Labeled-object pointing entries

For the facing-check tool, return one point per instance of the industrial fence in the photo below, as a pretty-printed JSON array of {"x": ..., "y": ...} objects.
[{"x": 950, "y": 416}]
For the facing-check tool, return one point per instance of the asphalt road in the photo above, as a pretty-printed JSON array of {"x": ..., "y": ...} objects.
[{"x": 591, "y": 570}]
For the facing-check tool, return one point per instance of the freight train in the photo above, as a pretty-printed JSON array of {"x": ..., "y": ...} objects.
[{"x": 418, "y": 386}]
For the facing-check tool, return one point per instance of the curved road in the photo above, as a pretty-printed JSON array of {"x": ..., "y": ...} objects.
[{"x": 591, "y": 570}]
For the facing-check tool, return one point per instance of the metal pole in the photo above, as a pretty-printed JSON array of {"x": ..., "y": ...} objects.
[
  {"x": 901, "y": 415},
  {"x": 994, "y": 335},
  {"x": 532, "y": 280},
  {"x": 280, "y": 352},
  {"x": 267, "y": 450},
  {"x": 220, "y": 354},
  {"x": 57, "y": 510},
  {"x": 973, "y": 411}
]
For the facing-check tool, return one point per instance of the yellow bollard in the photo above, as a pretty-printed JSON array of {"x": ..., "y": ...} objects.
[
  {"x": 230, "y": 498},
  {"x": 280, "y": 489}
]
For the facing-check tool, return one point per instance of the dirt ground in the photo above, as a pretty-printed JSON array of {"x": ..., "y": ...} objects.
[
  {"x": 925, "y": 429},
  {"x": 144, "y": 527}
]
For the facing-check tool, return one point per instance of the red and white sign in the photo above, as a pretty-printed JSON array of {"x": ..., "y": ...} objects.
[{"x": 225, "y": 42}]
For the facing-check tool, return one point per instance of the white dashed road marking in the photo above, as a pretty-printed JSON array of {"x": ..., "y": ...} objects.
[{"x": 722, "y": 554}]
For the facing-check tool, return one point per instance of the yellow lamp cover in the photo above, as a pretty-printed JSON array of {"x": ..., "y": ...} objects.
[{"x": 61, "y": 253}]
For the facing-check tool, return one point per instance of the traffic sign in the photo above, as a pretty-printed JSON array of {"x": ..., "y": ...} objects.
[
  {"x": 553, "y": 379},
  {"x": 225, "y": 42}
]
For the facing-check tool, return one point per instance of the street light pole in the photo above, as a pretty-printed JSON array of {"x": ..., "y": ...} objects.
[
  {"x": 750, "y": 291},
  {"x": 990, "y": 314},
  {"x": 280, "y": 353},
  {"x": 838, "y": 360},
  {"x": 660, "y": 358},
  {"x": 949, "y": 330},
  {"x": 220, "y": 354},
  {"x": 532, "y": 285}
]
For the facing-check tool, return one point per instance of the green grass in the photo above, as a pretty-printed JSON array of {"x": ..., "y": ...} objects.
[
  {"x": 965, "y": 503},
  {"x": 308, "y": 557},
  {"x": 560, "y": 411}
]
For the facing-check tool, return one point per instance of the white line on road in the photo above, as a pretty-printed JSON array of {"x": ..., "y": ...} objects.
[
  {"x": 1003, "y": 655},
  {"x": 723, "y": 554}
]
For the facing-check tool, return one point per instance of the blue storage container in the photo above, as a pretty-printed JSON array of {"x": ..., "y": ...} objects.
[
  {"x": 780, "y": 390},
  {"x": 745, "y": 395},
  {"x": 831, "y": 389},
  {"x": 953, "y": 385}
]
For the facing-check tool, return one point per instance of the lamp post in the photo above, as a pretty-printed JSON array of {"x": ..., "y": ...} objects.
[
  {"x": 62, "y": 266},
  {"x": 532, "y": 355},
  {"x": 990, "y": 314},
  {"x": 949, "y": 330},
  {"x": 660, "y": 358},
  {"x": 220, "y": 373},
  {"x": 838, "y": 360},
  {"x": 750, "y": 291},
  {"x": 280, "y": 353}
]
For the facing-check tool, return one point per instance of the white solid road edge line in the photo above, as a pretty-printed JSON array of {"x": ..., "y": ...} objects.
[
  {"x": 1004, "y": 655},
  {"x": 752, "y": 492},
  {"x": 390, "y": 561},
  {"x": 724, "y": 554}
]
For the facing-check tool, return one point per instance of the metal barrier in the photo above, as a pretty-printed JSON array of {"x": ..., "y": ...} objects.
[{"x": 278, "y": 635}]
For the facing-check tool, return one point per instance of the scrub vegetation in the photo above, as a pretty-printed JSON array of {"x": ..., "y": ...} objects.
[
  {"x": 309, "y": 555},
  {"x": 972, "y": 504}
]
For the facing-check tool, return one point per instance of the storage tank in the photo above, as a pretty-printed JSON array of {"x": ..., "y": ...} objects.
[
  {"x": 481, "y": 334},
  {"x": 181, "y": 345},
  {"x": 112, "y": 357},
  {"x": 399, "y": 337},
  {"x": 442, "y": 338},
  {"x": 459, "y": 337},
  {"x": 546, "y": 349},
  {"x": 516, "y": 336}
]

§ **GOAL OF THE EXERCISE**
Reproduce the lines above verbatim, starting with the line that contains "the metal barrier" and continuing through the last line of the items.

§ **SOLUTION TO THE PROBLEM**
For the facing-check tool, return one point per instance of the metal barrier in the photo above, as a pretty-printed JSON array of {"x": ..., "y": ...} objects.
[{"x": 278, "y": 635}]
For the facing-check tool, return one point per instance of the scrub vegetation in the photo above, as a pretty-printed JSON array of {"x": ..., "y": ...} objects.
[
  {"x": 309, "y": 555},
  {"x": 972, "y": 504}
]
For the facing-check tool, return one point per instance of the storage tank in the photo above, as a pretty-printed JSON array of {"x": ..., "y": ...} objects.
[
  {"x": 481, "y": 334},
  {"x": 181, "y": 345},
  {"x": 112, "y": 357},
  {"x": 399, "y": 337},
  {"x": 442, "y": 338},
  {"x": 459, "y": 337},
  {"x": 546, "y": 349},
  {"x": 516, "y": 336}
]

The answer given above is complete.